> Exercise objective
Write out, word for word, the section of the Melbourne mask article below that opens with the words containing "MELBOURNE: Australia’s second-biggest" and closes with "a 10-day lockdown.".

COVID-19: Australia’s Melbourne city to make mask-wearing compulsory

Mask-wearing is not common in Australia and has not been part of the country’s COVID-19 response until recently


MELBOURNE: Australia’s second-biggest city will make it compulsory to wear a mask in public, authorities announced Sunday (Jul 19), as Melbourne steps up efforts to bring a coronavirus outbreak under control.

Victoria state, which includes Melbourne, now has nearly 3,000 active cases of COVID-19 after a further 363 infections were reported Sunday despite a 10-day lockdown.

Premier Daniel Andrews said more than five million people in Melbourne and neighbouring Mitchell Shire would be required to wear a mask or other face-covering in public spaces from midnight Wednesday into Thursday.

“Most of us wouldn’t leave home without our keys, we wouldn’t leave our home without our mobile phone,” he told a press conference.

“You won’t be able to leave home without your mask and then wear it where it is absolutely essential to stop the spread of this virus.”

Failure to comply with the new rule will mean a A$200 (US$140) fine – though Andrews said “common sense” discretion would be applied to activities such as running or visiting a bank.

Bandanas and scarves will be acceptable as face-coverings until the state can boost supplies of masks, Andrews said, adding that anything was “better than no face-covering at all”.

The decision makes Melbourne the first place in the country to mandate the use of face-coverings.

Mask-wearing is not common in Australia and has not been part of the country’s COVID-19 response until now.

“We’re going to be wearing masks in Victoria and potentially in other parts of the country for a very long time,” Andrews said.

“There’s no vaccine to this wildly infectious virus,” he said. Masks are “a simple thing, but it’s about changing habits, it’s about becoming a simple part of your routine.”

Australia’s other states and territories have closed their borders to people from Victoria in a bid to stop the outbreak from spreading, as most regions have not reported any new locally transmitted infections for weeks.

But the contagion has reached Sydney, where locally transmitted cases have spiked in recent days after an initial cluster emerged from an infected Melbournian who visited a popular pub.

Australia has reported almost 12,000 cases of COVID-19 nationwide and 122 deaths in a population of about 25 million.

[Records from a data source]
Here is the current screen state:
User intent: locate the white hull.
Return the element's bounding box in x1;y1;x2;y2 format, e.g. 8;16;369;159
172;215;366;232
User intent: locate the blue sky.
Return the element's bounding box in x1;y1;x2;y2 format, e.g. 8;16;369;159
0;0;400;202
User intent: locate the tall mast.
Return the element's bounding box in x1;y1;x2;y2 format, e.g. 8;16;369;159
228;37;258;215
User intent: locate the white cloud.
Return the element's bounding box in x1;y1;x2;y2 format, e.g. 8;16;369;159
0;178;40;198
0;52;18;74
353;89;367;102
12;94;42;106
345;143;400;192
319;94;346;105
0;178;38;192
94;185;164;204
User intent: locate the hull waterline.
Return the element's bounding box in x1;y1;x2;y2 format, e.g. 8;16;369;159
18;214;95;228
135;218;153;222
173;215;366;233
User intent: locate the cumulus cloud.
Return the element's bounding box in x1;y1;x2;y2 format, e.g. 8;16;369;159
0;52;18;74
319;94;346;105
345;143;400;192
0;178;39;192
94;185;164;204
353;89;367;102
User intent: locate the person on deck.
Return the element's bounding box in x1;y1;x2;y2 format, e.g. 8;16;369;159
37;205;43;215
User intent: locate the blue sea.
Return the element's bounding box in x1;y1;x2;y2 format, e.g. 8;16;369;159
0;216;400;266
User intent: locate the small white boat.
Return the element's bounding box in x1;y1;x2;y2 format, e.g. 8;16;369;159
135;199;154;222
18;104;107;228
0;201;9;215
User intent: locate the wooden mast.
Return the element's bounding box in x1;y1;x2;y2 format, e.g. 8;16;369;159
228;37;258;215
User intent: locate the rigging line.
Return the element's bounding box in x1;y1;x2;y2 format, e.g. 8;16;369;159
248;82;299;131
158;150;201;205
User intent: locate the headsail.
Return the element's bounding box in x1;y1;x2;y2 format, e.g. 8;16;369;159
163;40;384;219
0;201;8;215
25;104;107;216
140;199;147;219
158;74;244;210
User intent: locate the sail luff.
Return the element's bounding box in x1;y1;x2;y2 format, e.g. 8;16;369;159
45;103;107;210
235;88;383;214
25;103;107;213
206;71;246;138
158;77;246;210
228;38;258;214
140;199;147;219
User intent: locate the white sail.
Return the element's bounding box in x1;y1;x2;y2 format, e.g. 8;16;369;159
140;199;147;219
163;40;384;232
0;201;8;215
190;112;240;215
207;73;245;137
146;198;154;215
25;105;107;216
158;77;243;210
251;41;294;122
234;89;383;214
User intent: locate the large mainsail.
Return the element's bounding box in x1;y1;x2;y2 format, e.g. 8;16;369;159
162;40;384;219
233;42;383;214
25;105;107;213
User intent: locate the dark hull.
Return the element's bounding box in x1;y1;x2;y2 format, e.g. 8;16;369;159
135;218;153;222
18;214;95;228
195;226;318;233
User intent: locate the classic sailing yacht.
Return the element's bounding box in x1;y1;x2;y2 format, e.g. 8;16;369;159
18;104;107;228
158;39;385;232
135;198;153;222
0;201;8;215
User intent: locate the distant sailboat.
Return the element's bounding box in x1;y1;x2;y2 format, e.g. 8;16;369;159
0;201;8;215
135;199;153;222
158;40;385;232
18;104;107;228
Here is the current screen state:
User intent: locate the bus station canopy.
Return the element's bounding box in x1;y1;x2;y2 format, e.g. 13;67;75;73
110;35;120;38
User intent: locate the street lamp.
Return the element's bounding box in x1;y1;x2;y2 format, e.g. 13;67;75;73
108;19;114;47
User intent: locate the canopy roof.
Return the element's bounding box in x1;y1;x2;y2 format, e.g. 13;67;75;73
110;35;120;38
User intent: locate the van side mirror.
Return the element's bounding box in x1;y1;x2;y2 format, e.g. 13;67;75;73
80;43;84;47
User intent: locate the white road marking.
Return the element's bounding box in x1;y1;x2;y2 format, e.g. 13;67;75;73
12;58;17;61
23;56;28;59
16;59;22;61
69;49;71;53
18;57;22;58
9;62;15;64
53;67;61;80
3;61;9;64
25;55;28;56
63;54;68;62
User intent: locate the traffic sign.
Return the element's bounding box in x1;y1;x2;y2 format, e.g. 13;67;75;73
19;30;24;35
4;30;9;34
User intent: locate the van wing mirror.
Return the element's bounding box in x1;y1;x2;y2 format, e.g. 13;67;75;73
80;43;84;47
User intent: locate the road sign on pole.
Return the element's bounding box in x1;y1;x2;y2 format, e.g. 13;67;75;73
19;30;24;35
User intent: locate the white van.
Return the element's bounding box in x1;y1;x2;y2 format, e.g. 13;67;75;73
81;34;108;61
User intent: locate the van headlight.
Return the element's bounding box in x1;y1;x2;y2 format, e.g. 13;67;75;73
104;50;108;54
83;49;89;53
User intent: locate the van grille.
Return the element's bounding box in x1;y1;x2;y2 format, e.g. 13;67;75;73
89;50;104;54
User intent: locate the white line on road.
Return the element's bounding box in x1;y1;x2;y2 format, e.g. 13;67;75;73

> Solved problem
MELBOURNE: Australia’s second-biggest city will make it compulsory to wear a mask in public, authorities announced Sunday (Jul 19), as Melbourne steps up efforts to bring a coronavirus outbreak under control.

Victoria state, which includes Melbourne, now has nearly 3,000 active cases of COVID-19 after a further 363 infections were reported Sunday despite a 10-day lockdown.